**Deine Aufgabe**:
a: Beantworte diese Fragen zum Text über Salih Muslim:
(i) Welcher Partei gehört Salih Muslim als langjähriges Vorstandsmitglied an?
(ii) Aus welchen drei Orten nennt er Gefallene seit Beginn des Krieges in Südkurdistan?
(iii) Welcher Teil des Gesprächs wird veröffentlicht?
b: Kannst du den Absatz „Salih Muslim ist langjähriges Vorstandsmitglied …“ im Text über Salih Muslim als Liste wiedergeben? Die wesentlichen Fakten sollen erhalten bleiben.
c: Setze den Text über Salih Muslim nach seinem letzten Satz fort.

*** Textauszug

Salih Muslim: Erkennen, wer Freund und wer Feind ist

Bis vor wenigen Jahren hat niemand erwartet, dass die Kurd:innen einen Raum in der internationalen Gleichung im Mittleren Osten einnehmen. „Der gesamte Krieg hier findet statt, um die Kurden aus dieser Gleichung zu streichen“, sagt Salih Muslim.

„Seit Beginn des Krieges in Başûrê Kürdistanê [Südkurdistan] gibt es Gefallene aus allen Landesteilen, auch aus Kobanê, Hesêkê und Qamişlo. Das heißt, dass dieser Krieg das gesamte kurdische Volk etwas angeht“, sagt Salih Muslim. Zum Hintergrund der türkischen Angriffe erklärt der PYD-Politiker: „Die Hegemonialmächte haben begriffen, dass es nicht funktionieren wird, die Kurd:innen und Kurden nicht in die Gleichung einzubeziehen. Ohne die Kurden werden sie keine Lösung finden. Der gegen die Kurden geführte Krieg ist dazu da, die Kurden aus dieser Gleichung zu streichen. Dessen müssen sich die Kurdinnen und Kurden bewusst sein und deshalb müssen sie sich vereinen.“

Salih Muslim ist langjähriges Vorstandsmitglied der Partei für eine Demokratische Einheit (PYD). Im ANF-Interview hat sich der kurdische Politiker über die Isolation von Abdullah Öcalan auf der Gefängnisinsel Imrali, die türkische Invasion in Südkurdistan, die Aktivitäten der PDK in den Guerillagebieten, den zunehmenden diplomatischen Verkehr mit Bagdad, den dauerhaften Besatzungsangriffen auf Nordostsyrien, die psychologische Kriegsführung, die Bemühungen um eine kurdische Einheit und die Autonomiebestrebungen in syrischen Gebieten wie Daraa und Suweida geäußert. Wir veröffentlichen den ersten Teil des Gesprächs.

Auf Imrali herrscht immer noch strenge Isolation. Das kurdische Volk ist dagegen überall auf der Welt in Aktion. Wie sehen Sie die Situation?

******
*** Datenauszug

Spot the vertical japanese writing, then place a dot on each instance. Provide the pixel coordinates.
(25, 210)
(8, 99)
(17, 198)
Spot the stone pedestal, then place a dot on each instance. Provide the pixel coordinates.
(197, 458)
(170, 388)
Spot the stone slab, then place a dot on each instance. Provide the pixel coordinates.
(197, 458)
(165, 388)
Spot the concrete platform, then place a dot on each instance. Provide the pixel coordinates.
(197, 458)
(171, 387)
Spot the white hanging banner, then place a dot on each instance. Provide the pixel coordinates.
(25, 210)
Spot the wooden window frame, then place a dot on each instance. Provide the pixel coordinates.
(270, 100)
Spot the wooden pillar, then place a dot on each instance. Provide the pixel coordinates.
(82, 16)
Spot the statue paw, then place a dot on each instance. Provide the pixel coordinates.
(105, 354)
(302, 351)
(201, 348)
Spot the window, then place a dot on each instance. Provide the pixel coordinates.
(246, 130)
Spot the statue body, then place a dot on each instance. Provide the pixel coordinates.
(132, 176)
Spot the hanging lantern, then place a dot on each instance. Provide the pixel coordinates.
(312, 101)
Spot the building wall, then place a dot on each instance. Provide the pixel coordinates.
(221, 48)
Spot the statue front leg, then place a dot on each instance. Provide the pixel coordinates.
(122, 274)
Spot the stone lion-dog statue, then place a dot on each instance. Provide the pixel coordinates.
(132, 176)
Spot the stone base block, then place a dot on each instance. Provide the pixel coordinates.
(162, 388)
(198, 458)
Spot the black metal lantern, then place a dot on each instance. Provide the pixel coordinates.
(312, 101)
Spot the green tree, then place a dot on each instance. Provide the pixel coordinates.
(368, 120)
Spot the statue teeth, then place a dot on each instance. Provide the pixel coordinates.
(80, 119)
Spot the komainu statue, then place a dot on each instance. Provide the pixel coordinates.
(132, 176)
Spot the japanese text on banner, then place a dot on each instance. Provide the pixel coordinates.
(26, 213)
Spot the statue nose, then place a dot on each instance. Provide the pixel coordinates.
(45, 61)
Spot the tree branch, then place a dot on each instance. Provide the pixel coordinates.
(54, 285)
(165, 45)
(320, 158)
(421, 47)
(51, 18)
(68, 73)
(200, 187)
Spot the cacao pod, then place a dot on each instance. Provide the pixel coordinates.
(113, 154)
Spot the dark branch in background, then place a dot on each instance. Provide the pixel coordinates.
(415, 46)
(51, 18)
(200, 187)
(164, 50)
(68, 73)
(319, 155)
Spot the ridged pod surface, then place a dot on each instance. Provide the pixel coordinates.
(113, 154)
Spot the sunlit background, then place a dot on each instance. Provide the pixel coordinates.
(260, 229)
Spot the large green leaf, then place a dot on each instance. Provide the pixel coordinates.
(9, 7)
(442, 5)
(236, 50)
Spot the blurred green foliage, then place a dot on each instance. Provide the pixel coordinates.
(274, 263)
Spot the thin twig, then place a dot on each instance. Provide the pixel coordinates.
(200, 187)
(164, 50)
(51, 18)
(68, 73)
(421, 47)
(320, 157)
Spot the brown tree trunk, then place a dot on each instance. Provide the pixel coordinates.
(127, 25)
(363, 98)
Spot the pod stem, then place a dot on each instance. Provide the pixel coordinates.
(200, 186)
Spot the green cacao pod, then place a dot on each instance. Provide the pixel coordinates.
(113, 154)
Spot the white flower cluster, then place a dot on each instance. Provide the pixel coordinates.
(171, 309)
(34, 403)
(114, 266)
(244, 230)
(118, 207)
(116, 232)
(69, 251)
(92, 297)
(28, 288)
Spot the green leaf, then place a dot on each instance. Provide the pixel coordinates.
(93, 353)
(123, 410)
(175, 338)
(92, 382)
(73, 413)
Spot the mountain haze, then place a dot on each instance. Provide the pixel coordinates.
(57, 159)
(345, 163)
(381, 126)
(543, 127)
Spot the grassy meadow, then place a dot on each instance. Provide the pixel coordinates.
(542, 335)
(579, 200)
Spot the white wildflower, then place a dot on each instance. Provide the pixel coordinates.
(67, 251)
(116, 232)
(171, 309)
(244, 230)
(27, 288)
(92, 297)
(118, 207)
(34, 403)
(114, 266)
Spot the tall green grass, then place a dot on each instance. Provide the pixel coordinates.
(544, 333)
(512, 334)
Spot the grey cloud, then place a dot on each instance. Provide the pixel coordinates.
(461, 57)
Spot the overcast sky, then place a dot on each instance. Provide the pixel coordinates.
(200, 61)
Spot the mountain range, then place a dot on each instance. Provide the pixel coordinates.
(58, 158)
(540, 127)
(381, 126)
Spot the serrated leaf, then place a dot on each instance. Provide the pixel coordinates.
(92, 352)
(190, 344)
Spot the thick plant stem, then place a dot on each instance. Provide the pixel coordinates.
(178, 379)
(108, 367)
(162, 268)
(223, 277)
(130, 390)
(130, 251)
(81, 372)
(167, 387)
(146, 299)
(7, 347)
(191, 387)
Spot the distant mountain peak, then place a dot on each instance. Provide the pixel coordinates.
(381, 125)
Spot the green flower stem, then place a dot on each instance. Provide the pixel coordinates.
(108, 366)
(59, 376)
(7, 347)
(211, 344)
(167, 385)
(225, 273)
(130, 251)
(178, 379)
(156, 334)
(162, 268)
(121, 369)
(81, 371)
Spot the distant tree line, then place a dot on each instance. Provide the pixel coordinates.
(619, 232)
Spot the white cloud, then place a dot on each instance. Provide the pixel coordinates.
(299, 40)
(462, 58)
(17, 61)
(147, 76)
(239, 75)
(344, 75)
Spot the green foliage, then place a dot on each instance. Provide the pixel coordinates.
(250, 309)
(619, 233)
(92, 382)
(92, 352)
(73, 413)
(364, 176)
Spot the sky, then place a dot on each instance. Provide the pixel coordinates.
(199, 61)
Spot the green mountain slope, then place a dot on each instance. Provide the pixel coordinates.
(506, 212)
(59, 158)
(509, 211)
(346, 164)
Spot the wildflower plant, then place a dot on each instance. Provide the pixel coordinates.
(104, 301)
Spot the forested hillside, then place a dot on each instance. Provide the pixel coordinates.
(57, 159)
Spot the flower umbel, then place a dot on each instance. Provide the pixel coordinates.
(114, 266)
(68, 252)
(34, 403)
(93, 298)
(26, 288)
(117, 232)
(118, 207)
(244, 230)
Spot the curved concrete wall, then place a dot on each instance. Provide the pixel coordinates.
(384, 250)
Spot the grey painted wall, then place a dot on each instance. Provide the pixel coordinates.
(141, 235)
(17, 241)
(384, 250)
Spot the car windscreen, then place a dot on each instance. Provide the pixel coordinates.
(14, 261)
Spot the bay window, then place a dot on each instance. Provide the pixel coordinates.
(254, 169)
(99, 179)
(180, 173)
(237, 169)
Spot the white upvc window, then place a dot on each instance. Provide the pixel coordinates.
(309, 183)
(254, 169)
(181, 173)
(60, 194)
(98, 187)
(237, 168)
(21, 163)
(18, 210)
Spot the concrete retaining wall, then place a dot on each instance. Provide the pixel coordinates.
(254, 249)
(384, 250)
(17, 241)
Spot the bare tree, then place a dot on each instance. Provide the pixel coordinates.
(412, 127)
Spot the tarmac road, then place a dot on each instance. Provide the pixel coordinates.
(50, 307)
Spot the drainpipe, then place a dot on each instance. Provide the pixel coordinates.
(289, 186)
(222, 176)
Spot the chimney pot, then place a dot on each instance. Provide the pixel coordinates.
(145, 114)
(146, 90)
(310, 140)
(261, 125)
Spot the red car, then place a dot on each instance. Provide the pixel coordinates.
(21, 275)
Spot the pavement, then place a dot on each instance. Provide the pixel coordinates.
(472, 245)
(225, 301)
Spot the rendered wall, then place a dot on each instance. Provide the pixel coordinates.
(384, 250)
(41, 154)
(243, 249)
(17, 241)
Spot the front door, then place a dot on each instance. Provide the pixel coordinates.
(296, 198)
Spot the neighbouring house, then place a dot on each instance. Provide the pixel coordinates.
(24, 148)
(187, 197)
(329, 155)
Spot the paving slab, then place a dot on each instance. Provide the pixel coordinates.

******

**Ergebnisse**:
a:
(i) Der Partei für eine Demokratische Einheit (PYD).
(ii) Aus Kobanê, Hesêkê und Qamişlo.
(iii) Der erste Teil.

b:
- Salih Muslim ist langjähriges Vorstandsmitglied der Partei für eine Demokratische Einheit (PYD).
- Im ANF-Interview äußerte er sich zu folgenden Themen:
  - Isolation von Abdullah Öcalan auf der Gefängnisinsel Imrali
  - türkische Invasion in Südkurdistan
  - Aktivitäten der PDK in den Guerillagebieten
  - zunehmender diplomatischer Verkehr mit Bagdad
  - dauerhafte Besatzungsangriffe auf Nordostsyrien
  - psychologische Kriegsführung
  - Bemühungen um eine kurdische Einheit
  - Autonomiebestrebungen in syrischen Gebieten wie Daraa und Suweida
- Veröffentlicht wird der erste Teil des Gesprächs.

c:
Die Öcalan-Frage ist zu einem ausschlaggebenden Wendepunkt geworden. Überall sagen Kurdinnen und Kurden, dass sie nichts gewonnen haben, wenn Rêber Apo [Abdullah Öcalan] nicht frei kommt. Oder dass alles nur vorübergehend war. Das weiß inzwischen auch der Feind. Seit Anfang an war die Isolationsfolter auf Imrali der Auslöser für Angriffe und Unterdrückung. Mit einem internationalen Komplott sollte der Bewegung der Kopf abgerissen und danach auch der Körper zerfetzt werden. Diese Politik hat immer noch Gültigkeit. Den Staat beunruhigt ein einziges Wort von Öcalan. Zumindest kennt er die Verbundenheit des kurdischen Volkes zu ihm. Er wird isoliert und gefoltert, um das Volk zu unterdrücken. Darum geht es bei dieser Angelegenheit. Und dagegen leistet das kurdische Volk überall Widerstand, in den Gefängnissen, auf den Straßen, in Europa, in Kurdistan. Es ist inzwischen allgemein bekannt, dass es nur einen Ansprechpartner für eine Lösung der kurdischen Frage gibt: Abdullah Öcalan. Nur er kann das kurdische Volk überzeugen. Es gibt keinen anderen Ausweg. Seine Isolation zeigt, dass nicht die Absicht besteht, ernsthafte Schritte für eine Lösung zu unternehmen. Die schlechten Absichten werden durch die Unterdrückung deutlich. Und dagegen leistet das Volk natürlich Widerstand, das wird es auch weiterhin tun. Welche Macht auch immer wirklich Stabilität im Mittleren Osten und eine Lösung der kurdischen Frage will, muss auf Imrali damit anfangen.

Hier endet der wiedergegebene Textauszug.